▶ [GOAL OF THE EXERCISE]
Exact reproduction of all the entries is required, without any of their pictures.

▶ [THE DATA]
——————

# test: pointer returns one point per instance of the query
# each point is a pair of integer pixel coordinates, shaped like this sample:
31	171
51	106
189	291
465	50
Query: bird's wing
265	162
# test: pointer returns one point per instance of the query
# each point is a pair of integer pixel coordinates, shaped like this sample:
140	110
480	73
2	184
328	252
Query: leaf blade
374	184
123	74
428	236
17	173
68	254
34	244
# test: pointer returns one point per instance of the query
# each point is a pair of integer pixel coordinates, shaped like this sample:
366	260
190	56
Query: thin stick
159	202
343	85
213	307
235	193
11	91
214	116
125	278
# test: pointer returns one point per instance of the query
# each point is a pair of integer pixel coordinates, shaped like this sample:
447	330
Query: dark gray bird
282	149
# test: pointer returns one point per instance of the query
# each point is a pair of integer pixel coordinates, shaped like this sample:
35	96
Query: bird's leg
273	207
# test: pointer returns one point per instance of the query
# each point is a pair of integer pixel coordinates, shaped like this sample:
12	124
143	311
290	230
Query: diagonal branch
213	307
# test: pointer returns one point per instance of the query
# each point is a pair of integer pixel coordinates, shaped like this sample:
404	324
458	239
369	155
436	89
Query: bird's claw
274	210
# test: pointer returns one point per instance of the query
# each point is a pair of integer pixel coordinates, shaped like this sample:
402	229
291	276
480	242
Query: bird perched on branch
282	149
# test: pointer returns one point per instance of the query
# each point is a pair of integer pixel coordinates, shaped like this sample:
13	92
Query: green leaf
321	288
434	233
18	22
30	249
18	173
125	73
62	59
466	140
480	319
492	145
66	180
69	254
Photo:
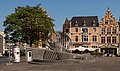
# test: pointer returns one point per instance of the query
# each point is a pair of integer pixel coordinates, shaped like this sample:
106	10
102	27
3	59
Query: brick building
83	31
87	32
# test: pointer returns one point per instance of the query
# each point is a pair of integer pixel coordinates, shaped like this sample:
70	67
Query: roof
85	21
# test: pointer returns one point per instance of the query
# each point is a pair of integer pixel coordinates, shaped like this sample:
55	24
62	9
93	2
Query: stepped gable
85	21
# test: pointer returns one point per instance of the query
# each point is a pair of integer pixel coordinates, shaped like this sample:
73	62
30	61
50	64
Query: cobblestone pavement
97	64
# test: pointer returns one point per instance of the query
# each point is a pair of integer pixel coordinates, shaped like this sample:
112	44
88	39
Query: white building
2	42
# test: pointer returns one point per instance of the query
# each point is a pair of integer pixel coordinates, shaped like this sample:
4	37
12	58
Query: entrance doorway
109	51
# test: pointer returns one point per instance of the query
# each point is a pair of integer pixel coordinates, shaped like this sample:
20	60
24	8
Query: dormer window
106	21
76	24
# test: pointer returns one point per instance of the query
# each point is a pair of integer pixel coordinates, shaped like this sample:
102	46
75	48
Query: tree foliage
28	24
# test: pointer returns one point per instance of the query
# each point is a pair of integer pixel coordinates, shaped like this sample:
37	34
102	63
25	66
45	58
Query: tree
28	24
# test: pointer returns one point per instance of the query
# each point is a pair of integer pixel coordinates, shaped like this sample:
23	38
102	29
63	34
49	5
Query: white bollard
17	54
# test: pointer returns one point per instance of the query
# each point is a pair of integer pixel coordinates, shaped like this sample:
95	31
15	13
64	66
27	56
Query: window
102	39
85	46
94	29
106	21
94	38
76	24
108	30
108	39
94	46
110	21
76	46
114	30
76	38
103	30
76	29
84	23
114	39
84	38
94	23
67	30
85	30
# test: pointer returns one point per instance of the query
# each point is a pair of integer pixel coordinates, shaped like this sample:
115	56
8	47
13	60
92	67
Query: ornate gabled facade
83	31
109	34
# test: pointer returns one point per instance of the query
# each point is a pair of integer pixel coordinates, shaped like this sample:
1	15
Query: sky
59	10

——————

▶ [YOUR RESPONSE]
# test: pointer returns one point per instance of the query
# each point is a pair of integer pixel coordinates, shaped like this sample:
31	171
51	106
189	291
465	50
Query: bird's wing
265	162
# test: pointer returns one point per instance of the query
# each point is a pair of integer pixel coordinates, shaped like this sample:
140	110
480	73
2	184
328	252
Query: leaf blade
374	184
123	74
428	236
17	173
68	254
34	244
# test: pointer returns one point per instance of the query
# each point is a pair of integer pixel coordinates, shaped like this sample:
366	260
190	56
Query: thin stick
159	202
343	85
213	307
235	193
11	91
214	116
125	278
# test: pointer returns one point per instance of the query
# each point is a pair of integer pixel coordinates, shaped like this sample:
447	330
Query: dark gray bird
282	149
# test: pointer returns one point per instance of the query
# each point is a pair of integer pixel coordinates, shaped like this sample:
35	96
Query: bird's leg
273	207
# test: pointer returns one point per instance of the query
# each point is a pair of integer pixel coordinates, shaped like this sample:
12	124
143	311
290	230
Query: diagonal branch
213	307
# test: pointer returns one point per instance of the query
# each point is a pair of integer pixel coordinates, shaped like this sample:
404	324
458	239
369	155
436	89
Query: bird's claw
274	210
# test: pointer returns one point per instance of the query
# each point is a pair of integer pixel coordinates, shaped like this sample:
402	229
291	276
480	242
Query: bird perched on branch
282	149
# test: pointer returns one point per instance of the query
# each point is a pair of integer pixel coordinates, shaped like this sample:
13	92
Query: green leaf
321	288
434	233
18	22
30	249
18	173
125	73
62	59
466	140
480	319
492	145
66	180
69	254
Photo:
# test: pointer returns one point per instance of the query
# each point is a pair of integer pixel coordinates, shaped like this sample:
106	10
102	27
3	59
Query: brick building
83	31
87	32
# test: pointer returns one point per instance of the query
# each point is a pair of integer pixel coordinates, shaped like this sample:
70	67
Query: roof
85	21
# test: pointer returns one point per instance of the query
# each point is a pair of integer pixel coordinates, shaped like this sample:
55	24
62	9
93	2
Query: stepped gable
85	21
# test: pointer returns one point per instance of the query
# each point is a pair of integer pixel coordinates, shaped like this sample:
73	62
30	61
50	64
Query: cobblestone pavement
97	64
# test: pointer returns one point per instance of the query
# each point is a pair of integer pixel coordinates, shaped like this sample:
112	44
88	39
Query: white building
2	42
# test: pointer returns one point per instance of the query
# each point is a pair of integer pixel coordinates, shaped like this sample:
4	37
12	58
Query: entrance doorway
109	51
# test: pointer returns one point per instance of the query
# each point is a pair of integer pixel coordinates, shaped like this sample:
20	60
24	8
Query: dormer window
106	21
76	24
# test: pointer returns one point per instance of the query
# each point is a pair of integer pixel coordinates, shaped like this sample:
102	46
75	48
Query: tree foliage
28	24
# test: pointer returns one point per instance of the query
# each point is a pair of integer pixel coordinates, shaped like this sample:
37	34
102	63
25	66
45	58
Query: tree
28	24
# test: pointer returns one point per instance of the query
# each point is a pair of integer pixel coordinates, shaped like this sample:
23	38
102	29
63	34
49	5
Query: white bollard
17	54
# test: pointer returns one point per instance of the query
# each point is a pair of integer pixel coordinates, shaped like this sample:
95	31
15	13
64	66
27	56
Query: window
102	39
85	46
94	29
106	21
94	38
76	24
108	30
108	39
94	46
110	21
76	46
114	30
76	38
103	30
76	29
84	23
114	39
84	38
94	23
67	30
85	30
# test: pointer returns one point per instance of the query
# each point is a pair of integer pixel coordinates, shaped like this sample:
115	56
8	47
13	60
92	67
Query: ornate gabled facade
83	31
109	34
# test: pointer returns one point per instance of the query
# each point is a pair of integer pixel coordinates, shaped like this sample:
1	15
Query: sky
59	10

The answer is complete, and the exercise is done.